> [Work instruction]: Find all lines below containing the string "waterfall" and return them.
Supplied records START
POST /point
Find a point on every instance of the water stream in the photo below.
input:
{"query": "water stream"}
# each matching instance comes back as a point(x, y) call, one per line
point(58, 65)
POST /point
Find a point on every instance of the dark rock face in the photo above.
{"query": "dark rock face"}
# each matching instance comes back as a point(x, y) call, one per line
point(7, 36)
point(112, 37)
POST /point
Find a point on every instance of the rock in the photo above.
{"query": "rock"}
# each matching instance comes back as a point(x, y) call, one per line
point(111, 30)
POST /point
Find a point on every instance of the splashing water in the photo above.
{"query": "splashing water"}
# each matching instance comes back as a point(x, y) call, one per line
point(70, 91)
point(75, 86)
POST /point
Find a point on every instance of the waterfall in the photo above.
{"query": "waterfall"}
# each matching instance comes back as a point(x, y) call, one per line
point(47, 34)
Supplied records END
> [Expected answer]:
Find a point on every instance of the waterfall in the photo above.
{"query": "waterfall"}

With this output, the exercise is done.